TASK OBJECTIVE ->
Write out every one of the items below word for word, changing nothing.

>> BEGIN EXERCISE INPUTS

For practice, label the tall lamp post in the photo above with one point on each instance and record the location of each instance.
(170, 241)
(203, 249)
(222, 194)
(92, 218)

>> END EXERCISE INPUTS

SOLUTION ->
For practice, label the tall lamp post in the photo above with one point on each instance and record the location of each instance.
(170, 241)
(203, 249)
(222, 194)
(92, 218)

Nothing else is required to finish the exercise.